Alıştırma Açıklaması: Gösterilen metne göre Haskar Kırmızıgül, Nagihan Akarsel ile ilk kez hangi etkinlikte tanıştı?

-------- Gösterilen Metin --------

KÜRT KADIN KÜTÜPHANESİ 
 
Kürt Kadın Eserleri Kütüphanesi ve jineoloji çalışmalarını kadın örgütleriyle birlikte yürüten Akarsel, kadınların saklı hakikatini, yazılmayan tarihini açığa çıkarmak için büyük emekler verdi. Kürt ulusal birliğinin acil bir ihtiyaç haline geldiği dönemde Kürt Kadın Eserleri Kütüphanesi projesiyle, tüm Kürt kadınların etrafında buluşacağı ortak bir çalışma yürüttü. Bu proje için 3 yıl emek veren Akarsel’in ardından projeyi yarım bırakmayan kadınlar, 24 Haziran’da “Hayallerimizi yazdıkça, kaydettikçe ve paylaştıkça gerçekleştiriyoruz, geleceğin harmanına hafızamızı taşıyarak, Nagihan Akarsel’in anısına” şiarıyla Kürt Kadınları Kütüphane, Arşiv ve Araştırma Merkezi’nin kapılarını açtı. Kadınlar, ayrıca Akarsel’in kaleme aldığı şiirleri kitaplaştırma çalışması yürütüyor.
 
Akarsel ile tanışmadan önce haberlerini takip eden ve 2015 yılında yolları kesişen Jineoloji Komite Üyesi Haskar Kırmızıgül ile Akarsel ve mücadelesini konuştuk. 
 
Nagihan Akarsel ile nasıl tanıştınız? İlk izleniminiz ne oldu?
 
Nagihan ile tanışmadan önce yaptığı haberleri takip ediyordum. 2015 yılında tanışma fırsatım oldu. İlk kez Jineoloji Konferansı'nda kendisi ile tanıştık. O dönemler Jineoloji’nin yarattığı heyecan, çizdiği rota ve yapılabilecekler, taşıdığı potansiyel herkeste heyecan yaratıyordu ama heval Nagihan'da çok daha farklı bir heyecan yaratıyordu. Neleri yapabiliriz? Nereden başlayabiliriz? Bir kadın bilimini inşa etmeye dönük heyecanı vardı. Yaşamında da her zaman güler yüzlü ve sakinliğiyle çok sağaltıcı bir insandı. Benim onunla tanıştığım dönemde kişisel açıdan krizli bir dönemdi ama onun sakin ve umutlu bir duruşu, bir yoldaşlık ilişkisi vardı. Böyle bir yakınlaşma çabası ve iyimserlik insanı, büyük bir enerji olarak kendine çekiyordu. Böyle tanıştık ve daha sonra da Jineoloji çalışmalarında birlikte yer aldık. Tanışmadan önce de çokça ismini duymuştum. İyi bir gazeteciydi aynı zamanda. Yaptığı haberlerle her zaman dikkati çekerdi. İnsanın bir haberi okuduğunda öğrenmeyi istediği her şeyi haberin içeriğiyle gösteren bir arkadaşımızdı. Ama tabi ki birebir yoldaşlık yapmak, birebir tanışmakta başka bir hissiyat veriyor insana.

-------- Veri Kümesi --------

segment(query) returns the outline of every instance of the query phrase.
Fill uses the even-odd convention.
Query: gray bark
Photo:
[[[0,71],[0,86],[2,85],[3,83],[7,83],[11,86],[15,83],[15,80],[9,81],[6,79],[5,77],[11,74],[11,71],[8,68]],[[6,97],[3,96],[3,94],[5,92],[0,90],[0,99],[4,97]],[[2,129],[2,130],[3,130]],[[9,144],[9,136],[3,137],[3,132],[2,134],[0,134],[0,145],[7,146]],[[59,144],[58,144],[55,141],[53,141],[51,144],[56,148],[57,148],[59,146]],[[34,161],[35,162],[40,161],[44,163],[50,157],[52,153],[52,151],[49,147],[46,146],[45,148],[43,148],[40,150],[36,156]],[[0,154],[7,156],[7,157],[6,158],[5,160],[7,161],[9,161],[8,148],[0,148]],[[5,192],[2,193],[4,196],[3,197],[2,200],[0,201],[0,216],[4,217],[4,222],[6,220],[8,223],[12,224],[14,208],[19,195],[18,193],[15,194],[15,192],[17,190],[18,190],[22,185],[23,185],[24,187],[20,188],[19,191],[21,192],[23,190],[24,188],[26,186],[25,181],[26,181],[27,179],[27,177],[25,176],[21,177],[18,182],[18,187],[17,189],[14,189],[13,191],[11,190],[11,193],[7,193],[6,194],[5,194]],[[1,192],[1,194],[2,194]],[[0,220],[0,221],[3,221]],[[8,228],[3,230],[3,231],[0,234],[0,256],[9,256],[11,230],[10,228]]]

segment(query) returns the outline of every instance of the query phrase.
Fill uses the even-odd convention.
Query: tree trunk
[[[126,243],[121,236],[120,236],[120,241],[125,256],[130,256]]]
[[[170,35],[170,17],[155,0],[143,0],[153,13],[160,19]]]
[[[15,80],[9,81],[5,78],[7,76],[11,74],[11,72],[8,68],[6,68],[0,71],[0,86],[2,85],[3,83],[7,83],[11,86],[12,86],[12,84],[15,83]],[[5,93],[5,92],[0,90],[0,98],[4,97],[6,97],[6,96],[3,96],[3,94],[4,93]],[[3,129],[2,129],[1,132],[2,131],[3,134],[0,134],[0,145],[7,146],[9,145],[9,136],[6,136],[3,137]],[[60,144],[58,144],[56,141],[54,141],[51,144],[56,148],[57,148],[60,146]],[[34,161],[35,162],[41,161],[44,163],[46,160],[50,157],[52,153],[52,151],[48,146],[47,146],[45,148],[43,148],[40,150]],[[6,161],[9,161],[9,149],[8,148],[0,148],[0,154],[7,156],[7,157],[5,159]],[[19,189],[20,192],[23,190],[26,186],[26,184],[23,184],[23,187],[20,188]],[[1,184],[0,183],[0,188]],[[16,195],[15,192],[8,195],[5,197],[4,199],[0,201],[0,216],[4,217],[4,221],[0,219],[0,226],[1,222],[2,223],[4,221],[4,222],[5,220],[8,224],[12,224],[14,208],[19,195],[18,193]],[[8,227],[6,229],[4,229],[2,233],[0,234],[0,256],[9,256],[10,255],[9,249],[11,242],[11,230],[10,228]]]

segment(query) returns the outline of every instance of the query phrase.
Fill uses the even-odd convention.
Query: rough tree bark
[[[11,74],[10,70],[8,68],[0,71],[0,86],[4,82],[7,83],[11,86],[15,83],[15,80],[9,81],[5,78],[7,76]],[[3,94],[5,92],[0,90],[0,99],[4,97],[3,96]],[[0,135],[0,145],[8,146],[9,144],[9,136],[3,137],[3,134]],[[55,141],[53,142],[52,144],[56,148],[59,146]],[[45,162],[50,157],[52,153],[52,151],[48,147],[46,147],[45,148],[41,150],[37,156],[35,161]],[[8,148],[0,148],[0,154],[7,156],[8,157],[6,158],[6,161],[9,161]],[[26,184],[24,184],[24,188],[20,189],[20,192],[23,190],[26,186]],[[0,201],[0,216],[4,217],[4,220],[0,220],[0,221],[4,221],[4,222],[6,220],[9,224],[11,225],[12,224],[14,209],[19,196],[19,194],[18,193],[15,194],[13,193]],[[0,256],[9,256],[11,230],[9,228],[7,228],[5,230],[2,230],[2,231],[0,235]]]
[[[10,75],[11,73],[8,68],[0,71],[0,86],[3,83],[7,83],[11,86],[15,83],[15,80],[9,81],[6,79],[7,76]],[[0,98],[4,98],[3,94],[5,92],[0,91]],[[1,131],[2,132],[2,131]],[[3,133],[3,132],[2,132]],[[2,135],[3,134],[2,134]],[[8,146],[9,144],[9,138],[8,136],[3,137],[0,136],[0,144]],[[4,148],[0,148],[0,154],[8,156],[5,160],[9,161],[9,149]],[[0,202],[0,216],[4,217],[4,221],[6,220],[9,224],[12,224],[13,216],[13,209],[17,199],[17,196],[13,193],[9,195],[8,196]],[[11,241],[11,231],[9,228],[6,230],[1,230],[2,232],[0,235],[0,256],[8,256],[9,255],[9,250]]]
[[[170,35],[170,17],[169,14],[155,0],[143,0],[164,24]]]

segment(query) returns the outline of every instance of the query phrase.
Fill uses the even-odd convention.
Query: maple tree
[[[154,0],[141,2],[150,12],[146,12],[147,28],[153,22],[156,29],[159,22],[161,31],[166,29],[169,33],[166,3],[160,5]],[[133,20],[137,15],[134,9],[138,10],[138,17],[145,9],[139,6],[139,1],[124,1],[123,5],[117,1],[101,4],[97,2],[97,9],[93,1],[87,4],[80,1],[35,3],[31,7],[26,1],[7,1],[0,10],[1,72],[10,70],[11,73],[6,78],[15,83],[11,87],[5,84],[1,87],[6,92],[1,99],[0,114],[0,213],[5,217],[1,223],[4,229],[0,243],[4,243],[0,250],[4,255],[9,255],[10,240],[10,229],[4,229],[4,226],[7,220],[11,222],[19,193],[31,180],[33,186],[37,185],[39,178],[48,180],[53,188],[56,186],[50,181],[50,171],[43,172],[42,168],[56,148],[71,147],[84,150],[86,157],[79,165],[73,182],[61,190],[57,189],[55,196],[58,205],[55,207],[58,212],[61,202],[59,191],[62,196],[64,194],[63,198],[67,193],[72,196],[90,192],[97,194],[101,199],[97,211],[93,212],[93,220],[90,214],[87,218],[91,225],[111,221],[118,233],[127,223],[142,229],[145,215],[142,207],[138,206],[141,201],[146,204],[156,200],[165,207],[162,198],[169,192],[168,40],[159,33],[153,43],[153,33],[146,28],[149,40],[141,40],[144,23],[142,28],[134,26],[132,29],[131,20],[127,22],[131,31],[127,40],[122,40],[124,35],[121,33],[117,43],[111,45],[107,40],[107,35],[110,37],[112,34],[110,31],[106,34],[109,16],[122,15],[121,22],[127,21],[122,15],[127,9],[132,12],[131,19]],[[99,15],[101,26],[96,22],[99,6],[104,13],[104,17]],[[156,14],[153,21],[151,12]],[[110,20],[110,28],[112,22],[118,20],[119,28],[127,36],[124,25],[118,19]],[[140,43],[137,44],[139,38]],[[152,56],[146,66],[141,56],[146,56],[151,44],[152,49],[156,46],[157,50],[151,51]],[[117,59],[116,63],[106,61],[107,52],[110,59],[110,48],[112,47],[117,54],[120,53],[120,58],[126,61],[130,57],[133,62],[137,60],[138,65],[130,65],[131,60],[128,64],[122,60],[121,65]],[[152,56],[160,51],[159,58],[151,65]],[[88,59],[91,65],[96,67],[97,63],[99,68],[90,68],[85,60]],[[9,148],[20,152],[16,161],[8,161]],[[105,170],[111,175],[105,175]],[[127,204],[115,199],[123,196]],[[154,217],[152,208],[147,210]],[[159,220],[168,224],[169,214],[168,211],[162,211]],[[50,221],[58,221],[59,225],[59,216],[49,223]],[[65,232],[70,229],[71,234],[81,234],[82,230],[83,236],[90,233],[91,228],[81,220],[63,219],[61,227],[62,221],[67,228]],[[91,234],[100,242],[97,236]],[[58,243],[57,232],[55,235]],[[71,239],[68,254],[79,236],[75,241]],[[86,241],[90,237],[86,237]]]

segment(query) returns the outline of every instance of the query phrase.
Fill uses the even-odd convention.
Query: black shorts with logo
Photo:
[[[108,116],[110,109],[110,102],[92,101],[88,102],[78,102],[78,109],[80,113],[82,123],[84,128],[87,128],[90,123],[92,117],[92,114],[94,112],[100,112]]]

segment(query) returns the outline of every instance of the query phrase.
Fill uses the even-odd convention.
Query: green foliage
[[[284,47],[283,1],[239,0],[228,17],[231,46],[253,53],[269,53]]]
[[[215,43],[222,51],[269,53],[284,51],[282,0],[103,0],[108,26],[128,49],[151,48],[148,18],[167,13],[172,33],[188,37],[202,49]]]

--------

Beklenen Yanıt: Jineoloji Konferansı'nda tanıştılar.